• [AIM OF THE EXERCISE]:
Reproduce the listing below verbatim, starting at its first line and ending with the line that contains "column 130, row 635", including that line.

• [Pointing records]:
-.-.-
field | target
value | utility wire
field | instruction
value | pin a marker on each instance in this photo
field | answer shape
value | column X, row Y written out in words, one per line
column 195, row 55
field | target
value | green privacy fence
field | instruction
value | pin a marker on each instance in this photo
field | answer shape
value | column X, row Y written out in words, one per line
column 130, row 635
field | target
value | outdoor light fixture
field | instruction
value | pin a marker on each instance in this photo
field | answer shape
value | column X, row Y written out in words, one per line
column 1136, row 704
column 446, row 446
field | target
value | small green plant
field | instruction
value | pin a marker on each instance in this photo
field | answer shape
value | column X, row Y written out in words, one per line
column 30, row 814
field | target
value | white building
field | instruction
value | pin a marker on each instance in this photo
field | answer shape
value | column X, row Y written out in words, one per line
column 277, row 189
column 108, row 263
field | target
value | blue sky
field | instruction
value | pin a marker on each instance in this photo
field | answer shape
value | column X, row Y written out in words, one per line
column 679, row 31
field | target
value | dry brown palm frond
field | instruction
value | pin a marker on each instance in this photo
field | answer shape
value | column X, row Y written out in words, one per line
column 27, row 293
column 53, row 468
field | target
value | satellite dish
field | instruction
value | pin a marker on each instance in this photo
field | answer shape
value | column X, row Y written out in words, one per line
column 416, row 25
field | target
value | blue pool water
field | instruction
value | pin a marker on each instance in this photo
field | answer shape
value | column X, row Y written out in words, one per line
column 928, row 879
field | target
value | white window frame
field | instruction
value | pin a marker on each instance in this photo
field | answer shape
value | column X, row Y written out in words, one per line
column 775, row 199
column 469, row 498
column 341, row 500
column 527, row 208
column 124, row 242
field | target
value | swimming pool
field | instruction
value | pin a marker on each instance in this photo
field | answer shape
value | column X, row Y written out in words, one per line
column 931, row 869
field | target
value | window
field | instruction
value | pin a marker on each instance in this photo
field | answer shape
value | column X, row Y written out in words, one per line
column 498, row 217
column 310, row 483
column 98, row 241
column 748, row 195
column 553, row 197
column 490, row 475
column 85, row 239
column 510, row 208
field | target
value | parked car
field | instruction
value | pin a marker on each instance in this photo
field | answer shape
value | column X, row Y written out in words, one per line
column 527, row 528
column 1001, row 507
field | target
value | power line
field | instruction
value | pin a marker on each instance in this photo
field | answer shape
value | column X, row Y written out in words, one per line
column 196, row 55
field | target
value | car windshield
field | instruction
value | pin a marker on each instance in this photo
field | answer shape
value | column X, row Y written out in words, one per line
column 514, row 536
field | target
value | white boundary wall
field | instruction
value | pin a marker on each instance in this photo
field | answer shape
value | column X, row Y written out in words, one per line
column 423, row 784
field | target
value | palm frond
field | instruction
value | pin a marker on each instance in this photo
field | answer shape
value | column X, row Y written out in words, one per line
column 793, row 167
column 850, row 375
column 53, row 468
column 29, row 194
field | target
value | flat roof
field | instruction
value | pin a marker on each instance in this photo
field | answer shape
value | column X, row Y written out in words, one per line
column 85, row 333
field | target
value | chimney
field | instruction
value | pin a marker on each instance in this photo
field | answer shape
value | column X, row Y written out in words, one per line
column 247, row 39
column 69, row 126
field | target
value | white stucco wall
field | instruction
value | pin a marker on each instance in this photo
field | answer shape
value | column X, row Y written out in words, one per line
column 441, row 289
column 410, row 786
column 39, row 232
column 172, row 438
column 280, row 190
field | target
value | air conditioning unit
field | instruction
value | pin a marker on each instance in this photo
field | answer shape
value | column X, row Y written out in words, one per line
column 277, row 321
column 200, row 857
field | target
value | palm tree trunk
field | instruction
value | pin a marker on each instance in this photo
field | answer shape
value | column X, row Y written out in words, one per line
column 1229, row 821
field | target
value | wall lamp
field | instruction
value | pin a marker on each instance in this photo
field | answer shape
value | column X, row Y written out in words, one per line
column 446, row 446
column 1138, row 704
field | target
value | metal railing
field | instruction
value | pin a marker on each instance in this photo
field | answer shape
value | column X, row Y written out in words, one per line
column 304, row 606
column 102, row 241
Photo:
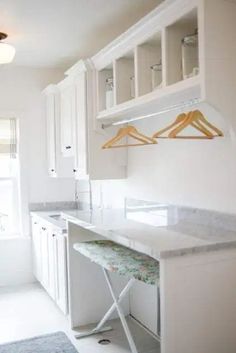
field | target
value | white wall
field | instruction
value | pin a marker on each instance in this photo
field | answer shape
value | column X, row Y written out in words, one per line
column 20, row 97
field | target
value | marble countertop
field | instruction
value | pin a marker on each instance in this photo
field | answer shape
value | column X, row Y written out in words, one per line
column 53, row 218
column 160, row 231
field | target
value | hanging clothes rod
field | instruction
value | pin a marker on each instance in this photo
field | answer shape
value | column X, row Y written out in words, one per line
column 185, row 104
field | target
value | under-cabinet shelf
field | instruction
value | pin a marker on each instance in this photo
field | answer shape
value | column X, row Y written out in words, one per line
column 154, row 101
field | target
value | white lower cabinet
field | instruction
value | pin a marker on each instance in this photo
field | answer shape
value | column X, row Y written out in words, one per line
column 50, row 261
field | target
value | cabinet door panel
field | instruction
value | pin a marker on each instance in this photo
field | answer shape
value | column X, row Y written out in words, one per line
column 36, row 250
column 51, row 133
column 44, row 253
column 81, row 150
column 61, row 270
column 51, row 265
column 67, row 117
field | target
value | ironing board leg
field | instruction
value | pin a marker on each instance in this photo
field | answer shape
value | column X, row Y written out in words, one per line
column 99, row 328
column 121, row 314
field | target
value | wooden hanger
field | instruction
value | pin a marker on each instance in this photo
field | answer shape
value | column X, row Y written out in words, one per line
column 132, row 132
column 180, row 119
column 193, row 118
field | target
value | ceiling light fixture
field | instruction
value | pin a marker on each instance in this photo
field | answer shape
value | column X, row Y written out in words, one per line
column 7, row 51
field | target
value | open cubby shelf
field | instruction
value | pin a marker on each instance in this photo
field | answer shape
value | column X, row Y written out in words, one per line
column 147, row 71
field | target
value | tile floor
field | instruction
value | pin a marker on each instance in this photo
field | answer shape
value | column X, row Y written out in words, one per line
column 28, row 311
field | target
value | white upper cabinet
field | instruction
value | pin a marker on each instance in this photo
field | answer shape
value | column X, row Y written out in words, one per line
column 90, row 160
column 81, row 150
column 57, row 165
column 151, row 70
column 51, row 130
column 67, row 117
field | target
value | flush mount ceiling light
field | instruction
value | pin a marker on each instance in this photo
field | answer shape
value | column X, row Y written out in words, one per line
column 7, row 51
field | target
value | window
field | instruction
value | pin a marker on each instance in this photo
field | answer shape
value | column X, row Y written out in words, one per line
column 9, row 167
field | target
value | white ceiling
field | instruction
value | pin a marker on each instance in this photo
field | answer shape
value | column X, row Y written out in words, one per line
column 56, row 33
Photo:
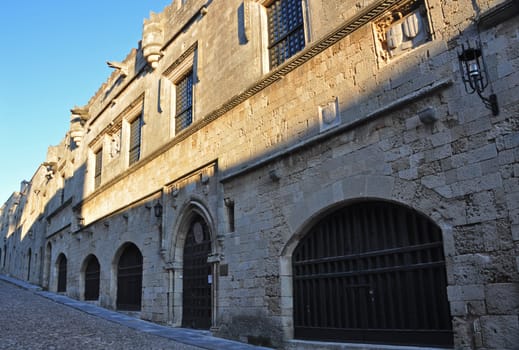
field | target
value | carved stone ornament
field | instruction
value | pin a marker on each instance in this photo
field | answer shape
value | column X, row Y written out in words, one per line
column 152, row 40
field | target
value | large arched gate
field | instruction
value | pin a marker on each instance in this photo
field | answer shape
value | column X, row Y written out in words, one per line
column 372, row 272
column 197, row 276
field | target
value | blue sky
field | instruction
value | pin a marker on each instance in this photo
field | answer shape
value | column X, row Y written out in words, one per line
column 53, row 56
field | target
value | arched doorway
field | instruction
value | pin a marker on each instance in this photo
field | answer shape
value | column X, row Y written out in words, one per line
column 129, row 279
column 197, row 276
column 47, row 257
column 92, row 273
column 62, row 273
column 372, row 272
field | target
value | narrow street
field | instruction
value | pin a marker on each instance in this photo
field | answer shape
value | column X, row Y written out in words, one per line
column 31, row 319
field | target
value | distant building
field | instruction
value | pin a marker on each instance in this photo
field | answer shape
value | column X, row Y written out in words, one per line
column 290, row 172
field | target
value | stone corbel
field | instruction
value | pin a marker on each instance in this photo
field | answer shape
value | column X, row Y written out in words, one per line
column 120, row 67
column 77, row 120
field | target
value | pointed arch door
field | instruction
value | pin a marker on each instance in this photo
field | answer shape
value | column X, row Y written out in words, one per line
column 197, row 276
column 129, row 279
column 372, row 272
column 92, row 276
column 62, row 273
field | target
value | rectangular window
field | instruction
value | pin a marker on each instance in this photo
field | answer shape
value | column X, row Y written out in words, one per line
column 135, row 140
column 184, row 102
column 98, row 168
column 286, row 30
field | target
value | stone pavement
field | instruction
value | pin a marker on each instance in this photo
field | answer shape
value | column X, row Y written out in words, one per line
column 28, row 321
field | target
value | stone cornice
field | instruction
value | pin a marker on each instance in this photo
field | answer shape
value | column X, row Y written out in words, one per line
column 357, row 21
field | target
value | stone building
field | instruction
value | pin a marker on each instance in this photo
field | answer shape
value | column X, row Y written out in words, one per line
column 290, row 172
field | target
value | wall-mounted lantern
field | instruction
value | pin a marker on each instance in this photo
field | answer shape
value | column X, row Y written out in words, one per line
column 157, row 209
column 475, row 75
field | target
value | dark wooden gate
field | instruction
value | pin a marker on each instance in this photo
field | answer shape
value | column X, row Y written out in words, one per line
column 92, row 273
column 197, row 278
column 62, row 273
column 372, row 272
column 129, row 279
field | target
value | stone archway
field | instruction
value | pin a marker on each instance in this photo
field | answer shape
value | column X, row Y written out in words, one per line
column 373, row 272
column 193, row 252
column 47, row 265
column 129, row 278
column 61, row 265
column 91, row 275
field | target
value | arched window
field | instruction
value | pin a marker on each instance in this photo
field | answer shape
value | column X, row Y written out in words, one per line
column 62, row 273
column 29, row 257
column 129, row 279
column 197, row 277
column 92, row 272
column 372, row 272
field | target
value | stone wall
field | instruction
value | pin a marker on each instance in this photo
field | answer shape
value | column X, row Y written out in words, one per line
column 271, row 152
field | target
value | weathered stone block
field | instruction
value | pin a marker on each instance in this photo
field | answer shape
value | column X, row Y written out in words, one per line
column 502, row 298
column 500, row 332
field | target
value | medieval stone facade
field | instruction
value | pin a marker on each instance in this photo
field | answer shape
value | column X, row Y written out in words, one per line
column 289, row 172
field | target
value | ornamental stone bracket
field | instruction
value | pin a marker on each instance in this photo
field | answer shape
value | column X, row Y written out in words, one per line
column 77, row 120
column 152, row 39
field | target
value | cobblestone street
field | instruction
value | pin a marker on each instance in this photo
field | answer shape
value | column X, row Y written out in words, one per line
column 29, row 321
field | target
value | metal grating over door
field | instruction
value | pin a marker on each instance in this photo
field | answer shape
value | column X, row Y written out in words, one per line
column 197, row 277
column 286, row 30
column 92, row 273
column 372, row 272
column 62, row 273
column 129, row 279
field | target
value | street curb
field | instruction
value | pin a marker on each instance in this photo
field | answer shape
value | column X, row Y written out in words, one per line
column 199, row 338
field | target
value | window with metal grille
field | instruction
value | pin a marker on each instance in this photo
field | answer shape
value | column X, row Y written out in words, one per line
column 184, row 102
column 98, row 168
column 372, row 272
column 286, row 30
column 135, row 140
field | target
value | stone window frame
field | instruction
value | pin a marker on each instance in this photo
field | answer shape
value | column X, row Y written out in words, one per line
column 256, row 17
column 94, row 149
column 184, row 65
column 138, row 117
column 380, row 26
column 98, row 167
column 126, row 117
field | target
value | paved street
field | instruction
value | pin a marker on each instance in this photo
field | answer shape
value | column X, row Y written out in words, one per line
column 33, row 319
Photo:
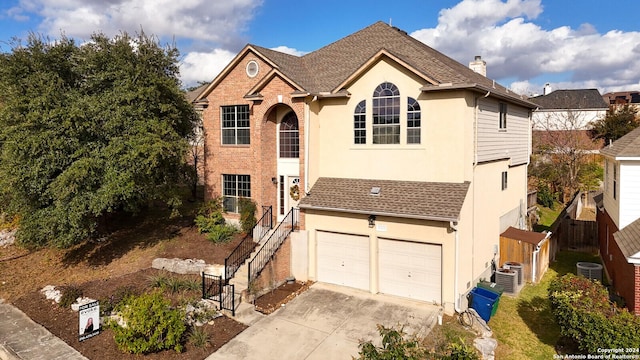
-.-.-
• [RIGHT ANSWER]:
field | target
value | utility wire
field | instruction
value | pin a marker on each instance in this photo
field | answer shape
value | column X, row Y written out in words, one per line
column 195, row 55
field | target
value | green privacy fence
field | instruction
value | pin a marker on each instance in this photo
field | answer shape
value | column X, row Y written out in words, one per line
column 130, row 635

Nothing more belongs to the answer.